EXERCISE GOAL: Reproduce the data below verbatim, keeping every line and character unchanged.

Extracted data entries:
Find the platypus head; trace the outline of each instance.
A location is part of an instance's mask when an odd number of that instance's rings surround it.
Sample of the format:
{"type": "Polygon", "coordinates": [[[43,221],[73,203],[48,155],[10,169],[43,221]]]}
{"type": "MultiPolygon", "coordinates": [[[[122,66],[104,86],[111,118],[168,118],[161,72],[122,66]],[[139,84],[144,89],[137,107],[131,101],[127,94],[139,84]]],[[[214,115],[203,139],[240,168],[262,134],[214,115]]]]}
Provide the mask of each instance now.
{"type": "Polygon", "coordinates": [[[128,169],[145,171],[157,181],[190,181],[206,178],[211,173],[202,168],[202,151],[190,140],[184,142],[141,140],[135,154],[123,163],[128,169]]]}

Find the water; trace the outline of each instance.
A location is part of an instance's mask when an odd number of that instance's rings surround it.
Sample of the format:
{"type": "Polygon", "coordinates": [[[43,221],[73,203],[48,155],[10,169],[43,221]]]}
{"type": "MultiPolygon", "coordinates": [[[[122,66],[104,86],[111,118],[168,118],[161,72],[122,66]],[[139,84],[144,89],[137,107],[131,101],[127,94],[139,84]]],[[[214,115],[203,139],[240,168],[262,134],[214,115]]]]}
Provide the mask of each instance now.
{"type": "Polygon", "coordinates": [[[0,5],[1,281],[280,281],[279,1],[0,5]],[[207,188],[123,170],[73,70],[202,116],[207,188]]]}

WRITTEN REPLY:
Find the platypus head; trace the outline of each instance.
A location is part of an instance's mask when an odd number of that instance's rings surround it.
Sample of the format:
{"type": "Polygon", "coordinates": [[[43,221],[73,203],[48,155],[10,169],[43,221]]]}
{"type": "MultiPolygon", "coordinates": [[[[122,66],[104,86],[111,118],[168,118],[161,72],[122,66]],[[139,84],[144,89],[137,107],[131,101],[127,94],[139,84]]],[[[214,115],[203,139],[240,168],[262,134],[214,115]]]]}
Provide the mask of each instance now.
{"type": "Polygon", "coordinates": [[[128,169],[145,171],[157,181],[190,181],[206,178],[211,173],[202,168],[202,151],[190,140],[184,142],[141,140],[135,154],[123,163],[128,169]]]}

Find the water; trace the outline of each instance.
A location is part of an instance's mask when an odd number of that instance's rings surround it.
Sample of the format:
{"type": "Polygon", "coordinates": [[[43,221],[73,203],[48,155],[10,169],[43,221]]]}
{"type": "MultiPolygon", "coordinates": [[[[122,66],[104,86],[111,118],[168,118],[161,72],[122,66]],[[139,84],[144,89],[137,107],[131,101],[127,94],[139,84]]],[[[214,115],[203,139],[240,168],[262,134],[214,115]]]]}
Provide the mask of each instance now.
{"type": "Polygon", "coordinates": [[[0,5],[1,281],[280,281],[279,1],[0,5]],[[207,188],[123,170],[73,70],[202,116],[207,188]]]}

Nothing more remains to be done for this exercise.